→ Directive A
Duplicate the records from the line with "Detect zipper pull." up to and including the last line of the records.

------ Text provided ------

UNITED STATES

SECURITIES AND EXCHANGE COMMISSION

Washington, D.C. 20549


FORM 8-K


Current report

Pursuant to Section 13 or 15(d) of the Securities Exchange Act of 1934

Date of Report (Date of earliest event reported): March 20, 2006

PERFORMANCE TECHNOLOGIES, INCORPORATED

Commission file number 0-27460

Incorporated pursuant to the Laws of the State of Delaware

Internal Revenue Service – Employer Identification No. 16-1158413

205 Indigo Creek Drive, Rochester, New York 14626

(585)256-0200

Check the appropriate box below if the Form 8-K filing is intended to simultaneously satisfy the filing obligation of the registrant under any of the following provisions:

o Written communications pursuant to Rule 425 under the Securities Act (17 CFR 230.425)

o Soliciting material pursuant to Rule 14a-12 under the Exchange Act (17 CFR 240.14a-12)

o Pre-commencement communications pursuant to Rule 14d-2(b) under the Exchange Act (17 CFR 240.14d-2(b))

o Pre-commencement communications pursuant to Rule 13e-4(c) under the Exchange Act (17 CFR 240.13e-4(c))

------ Provided records ------

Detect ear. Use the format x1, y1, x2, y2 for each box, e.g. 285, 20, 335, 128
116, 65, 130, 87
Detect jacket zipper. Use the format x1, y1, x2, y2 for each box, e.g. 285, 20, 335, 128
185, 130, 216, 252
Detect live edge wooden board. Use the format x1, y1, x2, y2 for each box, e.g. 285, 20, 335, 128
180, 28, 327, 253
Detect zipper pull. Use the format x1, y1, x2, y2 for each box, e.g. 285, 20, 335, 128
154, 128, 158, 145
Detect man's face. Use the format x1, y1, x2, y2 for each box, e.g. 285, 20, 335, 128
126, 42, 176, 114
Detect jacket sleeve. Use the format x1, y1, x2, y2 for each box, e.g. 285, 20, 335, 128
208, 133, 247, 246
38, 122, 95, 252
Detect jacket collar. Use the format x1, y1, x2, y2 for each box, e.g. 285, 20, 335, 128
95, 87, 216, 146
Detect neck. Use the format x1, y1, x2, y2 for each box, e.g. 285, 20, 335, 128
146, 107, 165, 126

------

→ Directive B
Set down the part of the SEC filing from "205 Indigo Creek" up to and including "(17 CFR 240.13e-4(c))", word for word.

→ Expected answer A
Detect zipper pull. Use the format x1, y1, x2, y2 for each box, e.g. 285, 20, 335, 128
154, 128, 158, 145
Detect man's face. Use the format x1, y1, x2, y2 for each box, e.g. 285, 20, 335, 128
126, 42, 176, 114
Detect jacket sleeve. Use the format x1, y1, x2, y2 for each box, e.g. 285, 20, 335, 128
208, 133, 247, 246
38, 122, 95, 252
Detect jacket collar. Use the format x1, y1, x2, y2 for each box, e.g. 285, 20, 335, 128
95, 87, 216, 146
Detect neck. Use the format x1, y1, x2, y2 for each box, e.g. 285, 20, 335, 128
146, 107, 165, 126

→ Expected answer B
205 Indigo Creek Drive, Rochester, New York 14626

(585)256-0200

Check the appropriate box below if the Form 8-K filing is intended to simultaneously satisfy the filing obligation of the registrant under any of the following provisions:

o Written communications pursuant to Rule 425 under the Securities Act (17 CFR 230.425)

o Soliciting material pursuant to Rule 14a-12 under the Exchange Act (17 CFR 240.14a-12)

o Pre-commencement communications pursuant to Rule 14d-2(b) under the Exchange Act (17 CFR 240.14d-2(b))

o Pre-commencement communications pursuant to Rule 13e-4(c) under the Exchange Act (17 CFR 240.13e-4(c))